Exercise goal
Your task is to reproduce, exactly and only, the lines running from the line containing "the girl's arm" to the end of the data below, both included.

Segment Start: Data

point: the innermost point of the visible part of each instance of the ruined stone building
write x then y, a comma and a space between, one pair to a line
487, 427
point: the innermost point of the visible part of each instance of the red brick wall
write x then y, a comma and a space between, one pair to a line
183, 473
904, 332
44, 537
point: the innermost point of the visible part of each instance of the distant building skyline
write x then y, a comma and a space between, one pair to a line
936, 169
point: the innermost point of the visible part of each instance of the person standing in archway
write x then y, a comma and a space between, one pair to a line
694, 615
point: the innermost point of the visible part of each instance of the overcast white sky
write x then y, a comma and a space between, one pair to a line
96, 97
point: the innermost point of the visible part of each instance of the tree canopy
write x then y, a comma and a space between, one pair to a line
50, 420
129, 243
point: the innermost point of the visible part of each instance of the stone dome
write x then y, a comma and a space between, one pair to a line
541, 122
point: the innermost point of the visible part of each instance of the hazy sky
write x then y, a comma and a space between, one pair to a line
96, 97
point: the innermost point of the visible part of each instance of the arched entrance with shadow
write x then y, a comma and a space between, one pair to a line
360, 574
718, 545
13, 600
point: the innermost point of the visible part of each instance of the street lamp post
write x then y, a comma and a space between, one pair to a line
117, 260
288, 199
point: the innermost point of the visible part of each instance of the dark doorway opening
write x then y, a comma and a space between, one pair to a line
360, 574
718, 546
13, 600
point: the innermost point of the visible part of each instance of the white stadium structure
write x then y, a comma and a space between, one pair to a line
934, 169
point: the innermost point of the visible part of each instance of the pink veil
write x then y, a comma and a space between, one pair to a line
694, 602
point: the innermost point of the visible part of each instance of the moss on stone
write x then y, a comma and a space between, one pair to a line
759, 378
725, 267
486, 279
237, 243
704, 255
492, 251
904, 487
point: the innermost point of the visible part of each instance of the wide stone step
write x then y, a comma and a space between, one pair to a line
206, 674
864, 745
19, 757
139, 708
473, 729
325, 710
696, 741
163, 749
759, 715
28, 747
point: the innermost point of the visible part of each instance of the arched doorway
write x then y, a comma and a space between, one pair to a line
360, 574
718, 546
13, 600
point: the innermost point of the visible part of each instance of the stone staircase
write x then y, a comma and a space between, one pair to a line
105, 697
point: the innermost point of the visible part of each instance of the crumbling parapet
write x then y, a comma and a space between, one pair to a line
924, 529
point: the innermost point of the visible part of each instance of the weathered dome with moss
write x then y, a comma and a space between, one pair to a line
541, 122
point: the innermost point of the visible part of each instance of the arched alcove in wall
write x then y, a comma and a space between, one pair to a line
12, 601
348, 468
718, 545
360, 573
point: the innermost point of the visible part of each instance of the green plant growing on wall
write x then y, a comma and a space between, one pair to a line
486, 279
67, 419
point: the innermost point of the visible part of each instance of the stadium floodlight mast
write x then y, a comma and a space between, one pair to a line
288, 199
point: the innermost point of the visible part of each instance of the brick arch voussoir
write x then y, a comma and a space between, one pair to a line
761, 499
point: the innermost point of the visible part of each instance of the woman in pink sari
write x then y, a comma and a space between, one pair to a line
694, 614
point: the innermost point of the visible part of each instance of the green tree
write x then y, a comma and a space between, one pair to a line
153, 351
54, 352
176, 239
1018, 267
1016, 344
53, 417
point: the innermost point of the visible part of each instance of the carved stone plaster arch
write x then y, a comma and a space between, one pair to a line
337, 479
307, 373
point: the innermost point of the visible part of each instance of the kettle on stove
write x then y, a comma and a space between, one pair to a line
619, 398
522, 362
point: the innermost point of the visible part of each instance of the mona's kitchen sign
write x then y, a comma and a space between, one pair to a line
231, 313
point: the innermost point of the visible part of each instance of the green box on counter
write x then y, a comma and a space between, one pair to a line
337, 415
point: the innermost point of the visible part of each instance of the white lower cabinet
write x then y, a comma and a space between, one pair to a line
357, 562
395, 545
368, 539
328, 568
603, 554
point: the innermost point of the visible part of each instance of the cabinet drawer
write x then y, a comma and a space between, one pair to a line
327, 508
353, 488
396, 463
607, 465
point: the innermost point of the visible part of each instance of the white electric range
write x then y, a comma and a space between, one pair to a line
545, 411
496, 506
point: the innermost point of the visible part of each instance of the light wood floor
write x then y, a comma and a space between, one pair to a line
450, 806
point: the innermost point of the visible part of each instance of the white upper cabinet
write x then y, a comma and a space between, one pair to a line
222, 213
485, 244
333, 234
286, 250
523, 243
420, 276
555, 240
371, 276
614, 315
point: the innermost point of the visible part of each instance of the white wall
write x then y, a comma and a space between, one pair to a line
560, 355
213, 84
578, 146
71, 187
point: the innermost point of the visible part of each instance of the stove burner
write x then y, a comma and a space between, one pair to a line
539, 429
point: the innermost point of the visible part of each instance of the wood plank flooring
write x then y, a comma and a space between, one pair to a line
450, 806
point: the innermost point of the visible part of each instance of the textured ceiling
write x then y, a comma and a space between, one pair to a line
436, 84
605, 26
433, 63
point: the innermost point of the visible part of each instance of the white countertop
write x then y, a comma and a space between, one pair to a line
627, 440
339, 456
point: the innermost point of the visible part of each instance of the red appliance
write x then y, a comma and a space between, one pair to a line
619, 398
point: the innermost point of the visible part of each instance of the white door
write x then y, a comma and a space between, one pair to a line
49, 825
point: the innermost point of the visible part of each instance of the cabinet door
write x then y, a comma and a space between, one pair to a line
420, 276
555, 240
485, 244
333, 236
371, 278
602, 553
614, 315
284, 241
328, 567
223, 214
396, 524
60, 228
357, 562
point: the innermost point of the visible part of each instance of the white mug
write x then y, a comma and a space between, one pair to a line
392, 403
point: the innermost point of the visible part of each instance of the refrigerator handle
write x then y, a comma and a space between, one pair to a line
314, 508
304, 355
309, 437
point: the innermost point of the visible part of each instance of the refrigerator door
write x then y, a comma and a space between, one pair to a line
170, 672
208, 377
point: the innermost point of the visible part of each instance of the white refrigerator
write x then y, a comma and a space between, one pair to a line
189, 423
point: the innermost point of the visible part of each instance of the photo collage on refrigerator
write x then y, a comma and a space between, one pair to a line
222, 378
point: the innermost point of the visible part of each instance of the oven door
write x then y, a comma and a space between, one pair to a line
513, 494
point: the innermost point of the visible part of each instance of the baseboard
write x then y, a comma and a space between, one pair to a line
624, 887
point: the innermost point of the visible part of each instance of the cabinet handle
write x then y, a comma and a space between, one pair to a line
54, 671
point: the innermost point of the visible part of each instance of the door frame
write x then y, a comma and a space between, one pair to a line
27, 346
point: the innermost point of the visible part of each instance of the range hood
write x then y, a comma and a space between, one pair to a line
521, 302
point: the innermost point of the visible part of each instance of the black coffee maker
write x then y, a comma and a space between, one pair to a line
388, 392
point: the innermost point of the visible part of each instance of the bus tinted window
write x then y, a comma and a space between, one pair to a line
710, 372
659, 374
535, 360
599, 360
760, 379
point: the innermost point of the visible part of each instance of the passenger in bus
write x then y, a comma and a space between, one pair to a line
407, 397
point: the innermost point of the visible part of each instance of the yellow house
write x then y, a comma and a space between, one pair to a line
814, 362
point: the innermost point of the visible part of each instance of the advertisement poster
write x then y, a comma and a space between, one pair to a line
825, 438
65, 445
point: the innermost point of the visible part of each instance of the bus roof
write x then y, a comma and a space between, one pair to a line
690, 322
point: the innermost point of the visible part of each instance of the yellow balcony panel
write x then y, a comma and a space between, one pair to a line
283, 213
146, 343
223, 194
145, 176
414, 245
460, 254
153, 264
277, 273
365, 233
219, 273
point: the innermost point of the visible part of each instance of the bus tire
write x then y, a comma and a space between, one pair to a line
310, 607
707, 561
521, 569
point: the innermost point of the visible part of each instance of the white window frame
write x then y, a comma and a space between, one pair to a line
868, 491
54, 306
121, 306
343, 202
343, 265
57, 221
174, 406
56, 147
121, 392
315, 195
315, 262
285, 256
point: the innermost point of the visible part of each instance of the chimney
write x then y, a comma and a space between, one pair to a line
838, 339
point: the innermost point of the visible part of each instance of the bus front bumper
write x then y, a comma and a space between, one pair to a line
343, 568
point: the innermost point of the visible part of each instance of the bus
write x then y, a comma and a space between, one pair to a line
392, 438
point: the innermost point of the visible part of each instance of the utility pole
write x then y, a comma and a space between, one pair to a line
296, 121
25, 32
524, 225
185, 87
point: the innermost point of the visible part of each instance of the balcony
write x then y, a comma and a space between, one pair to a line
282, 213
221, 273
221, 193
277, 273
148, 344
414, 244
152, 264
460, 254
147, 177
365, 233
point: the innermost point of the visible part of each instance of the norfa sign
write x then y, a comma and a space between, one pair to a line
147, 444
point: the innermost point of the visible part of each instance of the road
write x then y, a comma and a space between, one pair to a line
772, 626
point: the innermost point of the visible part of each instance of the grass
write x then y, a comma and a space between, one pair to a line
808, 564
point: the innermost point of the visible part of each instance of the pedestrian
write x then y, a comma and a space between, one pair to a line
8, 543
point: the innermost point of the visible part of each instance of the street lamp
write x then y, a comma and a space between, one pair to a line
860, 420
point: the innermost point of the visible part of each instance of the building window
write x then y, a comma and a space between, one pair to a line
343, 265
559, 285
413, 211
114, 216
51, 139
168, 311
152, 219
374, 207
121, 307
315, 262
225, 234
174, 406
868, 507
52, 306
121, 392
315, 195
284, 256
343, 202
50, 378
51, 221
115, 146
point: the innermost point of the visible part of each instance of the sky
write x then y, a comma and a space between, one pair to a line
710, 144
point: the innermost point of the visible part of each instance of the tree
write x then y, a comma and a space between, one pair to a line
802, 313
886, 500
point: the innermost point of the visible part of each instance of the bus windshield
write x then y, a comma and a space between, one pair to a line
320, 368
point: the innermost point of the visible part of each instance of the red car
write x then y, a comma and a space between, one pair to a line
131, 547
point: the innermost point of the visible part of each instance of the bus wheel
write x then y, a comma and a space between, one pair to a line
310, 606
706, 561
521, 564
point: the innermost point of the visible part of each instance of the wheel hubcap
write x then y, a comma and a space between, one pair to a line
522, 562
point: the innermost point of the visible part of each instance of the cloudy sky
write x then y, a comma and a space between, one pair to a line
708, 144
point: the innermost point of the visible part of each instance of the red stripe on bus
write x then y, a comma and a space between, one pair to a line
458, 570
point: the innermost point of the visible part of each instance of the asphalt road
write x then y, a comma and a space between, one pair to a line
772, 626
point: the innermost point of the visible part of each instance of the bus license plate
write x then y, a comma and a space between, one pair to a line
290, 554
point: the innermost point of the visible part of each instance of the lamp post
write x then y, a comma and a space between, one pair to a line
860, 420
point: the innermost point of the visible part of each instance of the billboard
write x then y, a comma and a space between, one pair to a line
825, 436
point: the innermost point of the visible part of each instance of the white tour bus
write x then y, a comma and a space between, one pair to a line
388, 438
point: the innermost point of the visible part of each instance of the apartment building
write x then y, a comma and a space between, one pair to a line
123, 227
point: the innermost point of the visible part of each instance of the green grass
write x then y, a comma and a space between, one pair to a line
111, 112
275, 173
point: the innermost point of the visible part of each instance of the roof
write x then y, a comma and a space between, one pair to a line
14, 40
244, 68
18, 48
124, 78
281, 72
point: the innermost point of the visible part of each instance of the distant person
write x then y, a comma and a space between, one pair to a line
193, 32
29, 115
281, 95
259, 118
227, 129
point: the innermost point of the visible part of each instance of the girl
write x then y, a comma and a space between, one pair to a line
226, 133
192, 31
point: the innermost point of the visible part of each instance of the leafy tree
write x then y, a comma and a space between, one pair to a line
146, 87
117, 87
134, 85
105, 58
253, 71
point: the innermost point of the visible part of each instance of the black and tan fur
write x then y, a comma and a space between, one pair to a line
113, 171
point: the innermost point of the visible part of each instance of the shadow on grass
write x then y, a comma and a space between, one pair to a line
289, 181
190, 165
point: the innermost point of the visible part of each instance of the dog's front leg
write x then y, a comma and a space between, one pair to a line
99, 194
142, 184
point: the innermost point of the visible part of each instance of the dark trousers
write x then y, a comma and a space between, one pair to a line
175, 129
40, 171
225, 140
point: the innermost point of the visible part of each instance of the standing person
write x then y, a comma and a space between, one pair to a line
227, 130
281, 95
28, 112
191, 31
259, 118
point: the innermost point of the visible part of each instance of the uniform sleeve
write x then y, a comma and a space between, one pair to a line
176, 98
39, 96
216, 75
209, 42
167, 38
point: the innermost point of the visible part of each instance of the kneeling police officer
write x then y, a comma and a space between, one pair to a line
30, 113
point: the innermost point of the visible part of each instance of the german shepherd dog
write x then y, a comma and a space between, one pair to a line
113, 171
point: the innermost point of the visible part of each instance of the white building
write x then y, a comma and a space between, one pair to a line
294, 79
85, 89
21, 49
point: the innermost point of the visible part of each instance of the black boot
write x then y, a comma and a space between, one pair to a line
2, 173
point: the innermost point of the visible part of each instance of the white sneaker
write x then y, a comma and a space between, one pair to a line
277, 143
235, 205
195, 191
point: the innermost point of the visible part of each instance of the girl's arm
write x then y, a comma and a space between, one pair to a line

Segment End: Data

Result of this task
point: the innermost point of the visible part of each instance of the girl's arm
write x then y, a comma and a space between, one pair to a line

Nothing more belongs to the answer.